__Written instruction__
Restate all of the entries below as one numbered list, one item per line, with the blank lines left out.

● ● ● ● ●

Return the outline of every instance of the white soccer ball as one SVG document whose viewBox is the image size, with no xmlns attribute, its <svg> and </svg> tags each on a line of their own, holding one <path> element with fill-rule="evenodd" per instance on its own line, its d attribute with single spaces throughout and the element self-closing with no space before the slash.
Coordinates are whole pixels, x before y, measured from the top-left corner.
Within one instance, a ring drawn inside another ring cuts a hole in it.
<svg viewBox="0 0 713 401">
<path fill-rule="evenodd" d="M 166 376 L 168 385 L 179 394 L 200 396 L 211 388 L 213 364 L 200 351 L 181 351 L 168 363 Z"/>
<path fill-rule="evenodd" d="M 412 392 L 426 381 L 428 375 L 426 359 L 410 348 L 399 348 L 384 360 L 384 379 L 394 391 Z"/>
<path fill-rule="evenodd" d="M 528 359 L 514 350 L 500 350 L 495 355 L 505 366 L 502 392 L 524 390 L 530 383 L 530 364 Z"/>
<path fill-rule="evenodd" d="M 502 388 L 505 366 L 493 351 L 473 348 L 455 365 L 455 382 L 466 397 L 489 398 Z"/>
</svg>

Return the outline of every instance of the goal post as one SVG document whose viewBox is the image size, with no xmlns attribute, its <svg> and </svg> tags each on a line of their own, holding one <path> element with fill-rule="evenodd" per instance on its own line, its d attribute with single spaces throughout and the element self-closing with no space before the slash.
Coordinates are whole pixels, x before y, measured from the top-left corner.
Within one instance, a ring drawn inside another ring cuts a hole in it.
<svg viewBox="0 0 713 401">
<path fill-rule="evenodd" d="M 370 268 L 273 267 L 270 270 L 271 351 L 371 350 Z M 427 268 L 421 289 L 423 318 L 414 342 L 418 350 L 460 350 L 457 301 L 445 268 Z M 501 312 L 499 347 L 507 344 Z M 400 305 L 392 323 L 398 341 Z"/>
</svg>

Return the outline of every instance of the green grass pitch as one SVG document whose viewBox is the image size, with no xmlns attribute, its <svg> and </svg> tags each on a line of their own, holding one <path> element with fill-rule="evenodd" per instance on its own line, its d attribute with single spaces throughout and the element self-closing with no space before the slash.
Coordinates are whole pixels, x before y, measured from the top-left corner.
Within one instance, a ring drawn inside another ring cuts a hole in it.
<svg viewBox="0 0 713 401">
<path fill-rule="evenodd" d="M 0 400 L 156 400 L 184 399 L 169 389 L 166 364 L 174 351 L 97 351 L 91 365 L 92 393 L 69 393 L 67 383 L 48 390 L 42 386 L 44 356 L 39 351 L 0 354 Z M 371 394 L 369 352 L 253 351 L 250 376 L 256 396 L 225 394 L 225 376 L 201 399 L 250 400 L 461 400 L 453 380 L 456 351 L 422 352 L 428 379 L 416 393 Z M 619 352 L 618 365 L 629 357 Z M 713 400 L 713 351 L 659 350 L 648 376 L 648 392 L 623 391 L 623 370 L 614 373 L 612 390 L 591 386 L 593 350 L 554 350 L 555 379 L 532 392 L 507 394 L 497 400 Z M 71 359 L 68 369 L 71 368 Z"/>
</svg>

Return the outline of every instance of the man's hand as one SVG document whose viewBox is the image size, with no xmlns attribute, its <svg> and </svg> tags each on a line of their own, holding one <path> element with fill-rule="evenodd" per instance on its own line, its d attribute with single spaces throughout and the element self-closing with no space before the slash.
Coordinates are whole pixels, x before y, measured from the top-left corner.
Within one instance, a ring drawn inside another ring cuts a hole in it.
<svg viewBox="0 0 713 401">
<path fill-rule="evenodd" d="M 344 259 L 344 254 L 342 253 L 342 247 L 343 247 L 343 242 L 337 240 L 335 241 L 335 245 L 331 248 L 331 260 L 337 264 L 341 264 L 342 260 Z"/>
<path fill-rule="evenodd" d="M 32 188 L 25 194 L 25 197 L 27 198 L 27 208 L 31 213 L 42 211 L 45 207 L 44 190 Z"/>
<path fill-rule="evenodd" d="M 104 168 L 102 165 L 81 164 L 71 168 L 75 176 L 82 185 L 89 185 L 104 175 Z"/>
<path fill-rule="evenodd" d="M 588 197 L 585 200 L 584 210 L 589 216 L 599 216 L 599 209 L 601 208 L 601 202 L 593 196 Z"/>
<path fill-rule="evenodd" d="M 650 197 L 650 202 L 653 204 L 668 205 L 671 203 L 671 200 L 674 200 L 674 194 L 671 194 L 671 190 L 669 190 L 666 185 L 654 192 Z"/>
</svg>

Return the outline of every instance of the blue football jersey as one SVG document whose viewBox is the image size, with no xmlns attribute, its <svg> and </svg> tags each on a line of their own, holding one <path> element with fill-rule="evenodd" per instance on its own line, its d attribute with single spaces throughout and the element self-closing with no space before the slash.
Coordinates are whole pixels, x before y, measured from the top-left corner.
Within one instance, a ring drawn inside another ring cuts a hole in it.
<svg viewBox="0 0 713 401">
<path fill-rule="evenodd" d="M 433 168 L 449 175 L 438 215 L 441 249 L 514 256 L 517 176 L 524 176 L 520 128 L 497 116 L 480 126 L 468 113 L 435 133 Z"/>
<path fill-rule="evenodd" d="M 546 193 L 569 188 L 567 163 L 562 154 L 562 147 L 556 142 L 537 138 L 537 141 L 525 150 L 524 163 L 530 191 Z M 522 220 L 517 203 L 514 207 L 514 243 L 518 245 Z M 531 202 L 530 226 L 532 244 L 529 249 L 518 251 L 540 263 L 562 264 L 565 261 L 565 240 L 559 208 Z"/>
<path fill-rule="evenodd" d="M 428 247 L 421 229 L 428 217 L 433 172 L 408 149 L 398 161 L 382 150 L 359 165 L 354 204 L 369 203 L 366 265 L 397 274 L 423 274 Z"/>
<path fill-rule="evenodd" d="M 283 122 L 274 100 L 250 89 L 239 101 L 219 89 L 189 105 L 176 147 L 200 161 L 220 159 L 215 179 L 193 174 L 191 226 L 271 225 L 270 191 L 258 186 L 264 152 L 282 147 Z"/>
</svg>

● ● ● ● ●

__Answer in full__
1. Return the outline of every instance of the white soccer ball as one SVG document whose viewBox is the image size, with no xmlns attribute, its <svg> and </svg> tags each on a line of their own, holding one <path> element with fill-rule="evenodd" per instance on its own line, its d attribute with single spaces throughout and the element self-closing with no space before the slash.
2. Coordinates are whole pixels, x before y, measured from the top-left corner.
3. Within one instance, a ring drawn inside another ring cuts a hole in it.
4. <svg viewBox="0 0 713 401">
5. <path fill-rule="evenodd" d="M 166 376 L 168 385 L 179 394 L 200 396 L 211 388 L 213 364 L 200 351 L 181 351 L 168 363 Z"/>
6. <path fill-rule="evenodd" d="M 412 392 L 426 381 L 428 375 L 426 359 L 410 348 L 399 348 L 384 360 L 384 379 L 394 391 Z"/>
7. <path fill-rule="evenodd" d="M 528 359 L 514 350 L 500 350 L 495 355 L 505 366 L 502 392 L 524 390 L 530 383 L 530 364 Z"/>
8. <path fill-rule="evenodd" d="M 502 388 L 505 366 L 493 351 L 473 348 L 455 365 L 455 382 L 466 397 L 489 398 Z"/>
9. </svg>
10. Return the outline of every instance of the goal post as one SVG document whose viewBox is the image size, with no xmlns attribute, its <svg> and </svg> tags each on a line of their own, holding one <path> element with fill-rule="evenodd" per instance on its own line, its d attribute with single spaces throughout and the element self-closing with no space before the slash.
11. Coordinates are whole pixels, x before y, measured from the top-left corner.
12. Within one instance, a ring drawn inside another ring cuts a hole in it.
13. <svg viewBox="0 0 713 401">
14. <path fill-rule="evenodd" d="M 370 268 L 273 267 L 270 270 L 271 351 L 371 350 Z M 427 268 L 421 289 L 423 318 L 414 342 L 418 350 L 460 350 L 457 301 L 445 268 Z M 501 312 L 499 347 L 507 344 Z M 400 305 L 392 323 L 398 341 Z"/>
15. </svg>
16. Return the outline of every instance of the green grass pitch as one SVG document whose viewBox is the image size, with no xmlns attribute, its <svg> and </svg> tags each on a line of their own, holding one <path> element with fill-rule="evenodd" per instance on its own line, its d attribute with single spaces throughout and the element self-closing with no space before the slash.
17. Coordinates are whole pixels, x before y, measured from the top-left corner.
18. Within one instance, a ring drawn inside another ring cuts a hole in it.
19. <svg viewBox="0 0 713 401">
20. <path fill-rule="evenodd" d="M 0 400 L 156 400 L 184 399 L 169 389 L 166 364 L 174 351 L 97 351 L 91 365 L 92 393 L 69 393 L 67 383 L 48 390 L 42 386 L 44 356 L 39 351 L 0 354 Z M 371 394 L 369 352 L 253 351 L 250 376 L 256 396 L 225 394 L 225 376 L 201 399 L 250 400 L 461 400 L 453 380 L 456 351 L 422 352 L 428 379 L 416 393 Z M 619 352 L 618 365 L 629 357 Z M 713 400 L 713 351 L 659 350 L 648 376 L 648 392 L 623 391 L 623 370 L 614 373 L 612 390 L 591 386 L 593 350 L 554 350 L 555 379 L 532 392 L 507 394 L 497 400 Z M 71 359 L 68 369 L 71 368 Z"/>
21. </svg>
22. Return the outline of every instance of the man's hand as one SVG document whose viewBox is the image size, with no xmlns attribute, its <svg> and </svg> tags each on a line of their own, holding one <path> element with fill-rule="evenodd" per instance on its own line, its d attribute with single spaces throughout and the element self-closing with no space before the slash.
23. Coordinates are whole pixels, x before y, measured from the top-left corner.
24. Within one instance, a ring drawn inside another ring cuts a hole in it.
25. <svg viewBox="0 0 713 401">
26. <path fill-rule="evenodd" d="M 344 259 L 344 254 L 342 253 L 342 247 L 343 247 L 343 242 L 337 240 L 335 241 L 335 245 L 331 248 L 331 260 L 337 264 L 341 264 L 342 260 Z"/>
27. <path fill-rule="evenodd" d="M 32 188 L 25 194 L 25 197 L 27 198 L 27 208 L 31 213 L 42 211 L 45 207 L 44 190 Z"/>
28. <path fill-rule="evenodd" d="M 104 168 L 102 165 L 81 164 L 71 168 L 75 176 L 82 185 L 89 185 L 104 175 Z"/>
29. <path fill-rule="evenodd" d="M 588 197 L 585 200 L 584 210 L 589 216 L 599 216 L 599 209 L 601 208 L 601 202 L 593 196 Z"/>
30. <path fill-rule="evenodd" d="M 650 197 L 650 202 L 653 204 L 668 205 L 671 203 L 671 200 L 674 200 L 674 194 L 671 194 L 671 190 L 669 190 L 666 185 L 654 192 Z"/>
31. </svg>
32. Return the outline of every instance of the blue football jersey as one SVG document whose viewBox is the image size, with no xmlns attribute, its <svg> and </svg> tags each on a line of their own, holding one <path> element with fill-rule="evenodd" per instance on its own line, its d attribute with single spaces throughout and the element self-closing with no space before the slash.
33. Coordinates are whole pixels, x before y, measured from the top-left corner.
34. Within one instance, a ring drawn inside another ring cuts a hole in it.
35. <svg viewBox="0 0 713 401">
36. <path fill-rule="evenodd" d="M 433 168 L 449 175 L 438 215 L 441 249 L 514 256 L 517 176 L 524 176 L 520 128 L 497 116 L 480 126 L 468 113 L 435 133 Z"/>
37. <path fill-rule="evenodd" d="M 546 193 L 569 188 L 567 163 L 562 154 L 562 147 L 556 142 L 537 138 L 537 141 L 525 150 L 524 163 L 530 191 Z M 522 220 L 517 203 L 514 207 L 514 243 L 518 245 Z M 531 202 L 530 226 L 532 244 L 529 249 L 518 251 L 540 263 L 562 264 L 565 261 L 565 240 L 559 208 Z"/>
38. <path fill-rule="evenodd" d="M 428 247 L 421 229 L 428 217 L 433 172 L 408 149 L 398 161 L 382 150 L 359 165 L 354 204 L 369 203 L 366 265 L 397 274 L 423 274 Z"/>
39. <path fill-rule="evenodd" d="M 283 122 L 274 100 L 250 89 L 239 101 L 219 89 L 189 105 L 176 147 L 200 161 L 220 159 L 215 179 L 193 174 L 191 226 L 271 225 L 270 191 L 258 186 L 264 152 L 282 147 Z"/>
40. </svg>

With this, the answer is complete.